▶ _Given task_
List every line in the rows below that contains the word "reddish". Copy each such line in full.

[Contour labeling items]
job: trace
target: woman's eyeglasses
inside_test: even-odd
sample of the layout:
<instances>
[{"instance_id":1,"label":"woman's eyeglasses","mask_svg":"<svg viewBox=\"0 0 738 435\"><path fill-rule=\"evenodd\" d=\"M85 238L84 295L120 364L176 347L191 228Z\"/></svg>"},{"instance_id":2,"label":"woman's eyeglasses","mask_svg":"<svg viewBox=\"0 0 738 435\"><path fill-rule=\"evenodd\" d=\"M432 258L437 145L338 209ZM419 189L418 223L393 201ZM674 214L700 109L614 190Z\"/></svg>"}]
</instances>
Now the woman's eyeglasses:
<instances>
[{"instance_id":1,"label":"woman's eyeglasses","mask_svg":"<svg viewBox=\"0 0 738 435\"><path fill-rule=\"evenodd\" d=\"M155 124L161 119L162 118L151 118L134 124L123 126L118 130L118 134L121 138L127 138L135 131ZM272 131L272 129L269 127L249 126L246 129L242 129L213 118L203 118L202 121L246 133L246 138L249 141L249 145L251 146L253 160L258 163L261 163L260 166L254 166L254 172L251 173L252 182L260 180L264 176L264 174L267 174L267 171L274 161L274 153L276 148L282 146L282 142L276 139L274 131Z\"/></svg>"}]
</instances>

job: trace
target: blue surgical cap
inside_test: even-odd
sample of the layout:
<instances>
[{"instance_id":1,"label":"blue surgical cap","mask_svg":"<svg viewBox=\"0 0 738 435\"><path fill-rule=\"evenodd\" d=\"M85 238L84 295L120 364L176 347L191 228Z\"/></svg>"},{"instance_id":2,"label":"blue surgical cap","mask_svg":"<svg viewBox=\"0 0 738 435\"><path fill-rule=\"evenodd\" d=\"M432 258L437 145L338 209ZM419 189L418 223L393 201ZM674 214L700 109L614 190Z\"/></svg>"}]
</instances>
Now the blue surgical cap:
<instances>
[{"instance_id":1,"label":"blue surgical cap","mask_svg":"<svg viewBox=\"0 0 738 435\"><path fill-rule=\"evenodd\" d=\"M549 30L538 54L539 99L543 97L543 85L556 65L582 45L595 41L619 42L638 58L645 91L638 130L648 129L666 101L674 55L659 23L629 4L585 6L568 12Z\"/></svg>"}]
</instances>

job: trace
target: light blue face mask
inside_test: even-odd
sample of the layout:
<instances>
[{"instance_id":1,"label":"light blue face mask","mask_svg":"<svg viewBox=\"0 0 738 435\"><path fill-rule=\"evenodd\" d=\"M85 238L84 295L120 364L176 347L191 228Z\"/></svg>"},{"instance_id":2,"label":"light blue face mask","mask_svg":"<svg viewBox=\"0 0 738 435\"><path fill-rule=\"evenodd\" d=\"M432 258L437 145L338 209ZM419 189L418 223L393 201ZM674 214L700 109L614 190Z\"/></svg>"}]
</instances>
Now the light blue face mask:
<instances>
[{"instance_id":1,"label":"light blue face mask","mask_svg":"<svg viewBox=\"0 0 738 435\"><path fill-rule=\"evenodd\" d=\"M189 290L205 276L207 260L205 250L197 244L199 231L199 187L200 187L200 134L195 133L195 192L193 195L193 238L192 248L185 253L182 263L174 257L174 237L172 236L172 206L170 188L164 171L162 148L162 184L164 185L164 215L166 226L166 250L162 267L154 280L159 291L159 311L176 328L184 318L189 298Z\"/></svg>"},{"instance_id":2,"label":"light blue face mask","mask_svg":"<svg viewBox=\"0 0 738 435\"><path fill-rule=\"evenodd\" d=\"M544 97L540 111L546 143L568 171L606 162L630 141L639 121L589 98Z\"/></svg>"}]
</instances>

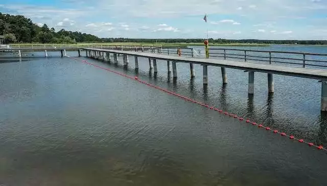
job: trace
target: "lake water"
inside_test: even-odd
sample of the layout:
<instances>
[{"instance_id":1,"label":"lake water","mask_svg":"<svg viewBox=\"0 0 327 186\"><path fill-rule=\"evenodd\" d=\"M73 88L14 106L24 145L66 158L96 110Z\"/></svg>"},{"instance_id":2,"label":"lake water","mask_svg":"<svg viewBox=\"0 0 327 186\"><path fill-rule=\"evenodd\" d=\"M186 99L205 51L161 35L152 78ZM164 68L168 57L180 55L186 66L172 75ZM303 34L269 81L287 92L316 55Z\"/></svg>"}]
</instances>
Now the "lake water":
<instances>
[{"instance_id":1,"label":"lake water","mask_svg":"<svg viewBox=\"0 0 327 186\"><path fill-rule=\"evenodd\" d=\"M270 47L327 53L322 47ZM1 185L327 184L325 151L80 60L325 146L327 115L320 111L317 80L274 75L269 95L267 74L256 73L249 97L242 70L226 69L224 86L220 68L208 67L204 87L197 65L191 79L189 65L177 63L174 81L166 61L158 61L154 76L147 59L139 59L135 72L132 57L125 69L121 58L115 66L59 52L46 59L33 54L20 62L3 55L0 63Z\"/></svg>"}]
</instances>

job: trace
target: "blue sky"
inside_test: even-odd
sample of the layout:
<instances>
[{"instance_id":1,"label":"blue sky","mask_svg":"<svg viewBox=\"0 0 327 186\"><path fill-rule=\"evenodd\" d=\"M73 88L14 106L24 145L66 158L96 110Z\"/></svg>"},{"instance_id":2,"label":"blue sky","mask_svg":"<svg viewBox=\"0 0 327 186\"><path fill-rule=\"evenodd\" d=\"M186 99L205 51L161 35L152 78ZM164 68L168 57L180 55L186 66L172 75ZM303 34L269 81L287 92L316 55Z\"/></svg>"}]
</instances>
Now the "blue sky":
<instances>
[{"instance_id":1,"label":"blue sky","mask_svg":"<svg viewBox=\"0 0 327 186\"><path fill-rule=\"evenodd\" d=\"M2 0L0 12L100 37L327 39L327 0ZM208 22L203 20L208 14Z\"/></svg>"}]
</instances>

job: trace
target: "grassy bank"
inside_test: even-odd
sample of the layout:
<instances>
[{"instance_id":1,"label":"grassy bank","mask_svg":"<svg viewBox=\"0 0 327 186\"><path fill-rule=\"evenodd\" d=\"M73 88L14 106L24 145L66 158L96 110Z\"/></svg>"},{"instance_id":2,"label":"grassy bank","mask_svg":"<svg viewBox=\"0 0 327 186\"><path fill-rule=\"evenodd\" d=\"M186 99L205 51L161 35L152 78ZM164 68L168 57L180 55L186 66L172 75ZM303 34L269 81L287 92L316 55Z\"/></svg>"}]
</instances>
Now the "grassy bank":
<instances>
[{"instance_id":1,"label":"grassy bank","mask_svg":"<svg viewBox=\"0 0 327 186\"><path fill-rule=\"evenodd\" d=\"M76 45L76 46L83 46L83 45L102 45L102 46L109 46L109 45L132 45L132 46L162 46L164 47L187 47L188 46L203 46L203 43L79 43L75 44L42 44L42 43L21 43L21 44L12 44L11 45L12 46L64 46L64 45ZM269 44L246 44L246 43L229 43L229 44L220 44L220 43L209 43L209 46L268 46Z\"/></svg>"}]
</instances>

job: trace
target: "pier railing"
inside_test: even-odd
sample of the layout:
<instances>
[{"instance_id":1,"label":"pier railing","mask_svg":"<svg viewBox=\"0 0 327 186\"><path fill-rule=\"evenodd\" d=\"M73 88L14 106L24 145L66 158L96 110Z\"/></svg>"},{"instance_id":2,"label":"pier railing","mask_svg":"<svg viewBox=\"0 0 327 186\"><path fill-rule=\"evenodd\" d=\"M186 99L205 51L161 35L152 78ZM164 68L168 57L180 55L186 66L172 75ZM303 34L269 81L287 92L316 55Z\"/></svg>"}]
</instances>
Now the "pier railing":
<instances>
[{"instance_id":1,"label":"pier railing","mask_svg":"<svg viewBox=\"0 0 327 186\"><path fill-rule=\"evenodd\" d=\"M160 45L18 45L11 46L11 48L12 49L82 49L86 47L134 50L200 58L205 57L205 51L203 49L162 47ZM303 68L327 68L327 54L231 48L210 48L209 49L209 58L244 62L254 62L267 64L289 65Z\"/></svg>"}]
</instances>

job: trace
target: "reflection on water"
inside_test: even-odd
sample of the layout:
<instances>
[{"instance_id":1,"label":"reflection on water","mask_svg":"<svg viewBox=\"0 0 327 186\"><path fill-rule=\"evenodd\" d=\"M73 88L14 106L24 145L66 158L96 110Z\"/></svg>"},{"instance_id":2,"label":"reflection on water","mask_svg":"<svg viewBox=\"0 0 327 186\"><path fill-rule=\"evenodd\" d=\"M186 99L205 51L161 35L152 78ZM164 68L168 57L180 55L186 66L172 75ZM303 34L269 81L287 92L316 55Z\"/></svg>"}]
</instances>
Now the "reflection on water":
<instances>
[{"instance_id":1,"label":"reflection on water","mask_svg":"<svg viewBox=\"0 0 327 186\"><path fill-rule=\"evenodd\" d=\"M77 54L71 52L74 56ZM35 54L37 56L37 53ZM81 58L265 125L325 144L320 84L247 76L157 61L120 64ZM131 58L130 59L132 59ZM6 185L325 185L326 153L69 58L0 64L0 184ZM298 86L302 85L302 86ZM303 95L303 94L305 94Z\"/></svg>"}]
</instances>

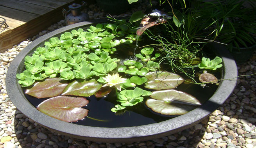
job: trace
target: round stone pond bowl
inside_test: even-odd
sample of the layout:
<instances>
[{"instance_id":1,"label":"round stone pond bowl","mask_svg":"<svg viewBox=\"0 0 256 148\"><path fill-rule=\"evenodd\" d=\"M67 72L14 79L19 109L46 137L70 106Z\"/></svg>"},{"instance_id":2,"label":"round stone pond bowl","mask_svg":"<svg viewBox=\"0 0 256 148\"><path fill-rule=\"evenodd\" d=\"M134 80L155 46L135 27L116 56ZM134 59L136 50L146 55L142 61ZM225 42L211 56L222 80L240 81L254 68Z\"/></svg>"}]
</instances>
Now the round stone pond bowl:
<instances>
[{"instance_id":1,"label":"round stone pond bowl","mask_svg":"<svg viewBox=\"0 0 256 148\"><path fill-rule=\"evenodd\" d=\"M217 109L232 92L236 84L236 66L227 50L219 44L211 45L223 63L222 78L216 91L206 102L196 109L159 123L136 127L104 128L81 125L66 122L51 117L38 110L27 100L22 88L18 83L16 74L24 69L24 58L32 55L38 46L51 37L59 37L63 33L73 29L89 26L93 23L102 23L98 20L70 25L53 31L37 39L17 55L11 63L7 74L6 89L11 100L18 109L28 118L42 126L59 134L71 137L93 141L106 143L132 142L152 139L166 136L191 127L208 117ZM106 22L106 20L104 20ZM233 79L230 80L230 79ZM229 80L228 79L229 79ZM134 121L134 122L136 122Z\"/></svg>"}]
</instances>

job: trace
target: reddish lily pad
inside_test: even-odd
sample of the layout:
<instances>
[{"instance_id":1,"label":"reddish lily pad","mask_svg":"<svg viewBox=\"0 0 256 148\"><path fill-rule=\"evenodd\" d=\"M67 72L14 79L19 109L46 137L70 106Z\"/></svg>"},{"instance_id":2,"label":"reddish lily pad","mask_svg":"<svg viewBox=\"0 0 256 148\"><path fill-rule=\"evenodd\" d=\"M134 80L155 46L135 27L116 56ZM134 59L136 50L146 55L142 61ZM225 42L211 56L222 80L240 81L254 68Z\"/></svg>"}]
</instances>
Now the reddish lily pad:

▶ _Written answer_
target: reddish lily pad
[{"instance_id":1,"label":"reddish lily pad","mask_svg":"<svg viewBox=\"0 0 256 148\"><path fill-rule=\"evenodd\" d=\"M67 72L14 79L19 109L46 137L70 106Z\"/></svg>"},{"instance_id":2,"label":"reddish lily pad","mask_svg":"<svg viewBox=\"0 0 256 148\"><path fill-rule=\"evenodd\" d=\"M134 80L155 46L135 27L116 56ZM134 59L136 50L146 55L142 61ZM225 42L211 56L222 80L240 81L254 68Z\"/></svg>"}]
Now the reddish lily pad:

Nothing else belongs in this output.